▸ Task objective
Please repeat the records below exactly, from the first line through the line containing "[tag] blue sock", and nothing more.

▸ Input material
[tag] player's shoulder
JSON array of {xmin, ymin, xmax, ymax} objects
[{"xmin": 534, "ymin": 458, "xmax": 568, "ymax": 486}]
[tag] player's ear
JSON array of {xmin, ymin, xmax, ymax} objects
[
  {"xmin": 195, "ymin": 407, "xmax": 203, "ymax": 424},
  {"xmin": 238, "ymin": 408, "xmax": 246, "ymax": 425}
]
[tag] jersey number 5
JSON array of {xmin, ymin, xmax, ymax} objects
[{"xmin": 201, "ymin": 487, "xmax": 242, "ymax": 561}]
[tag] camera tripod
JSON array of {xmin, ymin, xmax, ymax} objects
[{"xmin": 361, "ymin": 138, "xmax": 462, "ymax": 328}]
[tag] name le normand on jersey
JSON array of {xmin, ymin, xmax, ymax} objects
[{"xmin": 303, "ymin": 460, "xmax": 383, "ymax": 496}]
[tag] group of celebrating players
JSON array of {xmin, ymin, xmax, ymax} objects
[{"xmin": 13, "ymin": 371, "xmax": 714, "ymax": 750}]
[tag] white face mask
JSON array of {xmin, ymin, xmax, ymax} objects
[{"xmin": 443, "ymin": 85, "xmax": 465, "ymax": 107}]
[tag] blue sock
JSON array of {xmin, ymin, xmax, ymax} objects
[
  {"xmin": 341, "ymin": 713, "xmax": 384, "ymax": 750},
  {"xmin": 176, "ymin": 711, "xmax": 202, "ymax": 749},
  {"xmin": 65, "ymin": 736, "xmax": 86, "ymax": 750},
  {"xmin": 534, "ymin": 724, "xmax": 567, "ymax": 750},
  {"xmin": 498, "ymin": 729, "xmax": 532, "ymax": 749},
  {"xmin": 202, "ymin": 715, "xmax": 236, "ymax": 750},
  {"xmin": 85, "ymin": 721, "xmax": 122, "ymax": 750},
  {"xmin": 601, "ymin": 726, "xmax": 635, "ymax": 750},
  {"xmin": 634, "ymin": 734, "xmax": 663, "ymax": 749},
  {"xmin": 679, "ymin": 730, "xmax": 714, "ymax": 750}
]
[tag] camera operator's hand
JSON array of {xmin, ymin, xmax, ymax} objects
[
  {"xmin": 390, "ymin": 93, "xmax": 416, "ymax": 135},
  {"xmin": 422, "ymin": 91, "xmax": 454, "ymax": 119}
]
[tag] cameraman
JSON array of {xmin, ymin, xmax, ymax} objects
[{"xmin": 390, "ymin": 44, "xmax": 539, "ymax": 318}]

▸ Task solution
[tag] player's shoulder
JSON array of {xmin, ymin, xmax, ymax} objects
[{"xmin": 534, "ymin": 458, "xmax": 568, "ymax": 486}]
[tag] player's ear
JSON array of {xmin, ymin, xmax, ymax} objects
[
  {"xmin": 195, "ymin": 407, "xmax": 203, "ymax": 424},
  {"xmin": 238, "ymin": 408, "xmax": 246, "ymax": 425}
]
[tag] jersey number 5
JSON array of {xmin, ymin, xmax, ymax} objects
[{"xmin": 201, "ymin": 487, "xmax": 242, "ymax": 561}]
[tag] camera tripod
JSON array of {xmin, ymin, xmax, ymax} objects
[{"xmin": 361, "ymin": 138, "xmax": 462, "ymax": 328}]
[tag] name le normand on jersey
JSON array of {xmin, ymin, xmax, ymax} objects
[{"xmin": 303, "ymin": 460, "xmax": 383, "ymax": 496}]
[tag] group of celebrating players
JSON array of {xmin, ymin, xmax, ymax} objects
[{"xmin": 13, "ymin": 371, "xmax": 714, "ymax": 750}]
[tag] white face mask
JSON array of {xmin, ymin, xmax, ymax} objects
[{"xmin": 443, "ymin": 85, "xmax": 465, "ymax": 107}]
[tag] blue sock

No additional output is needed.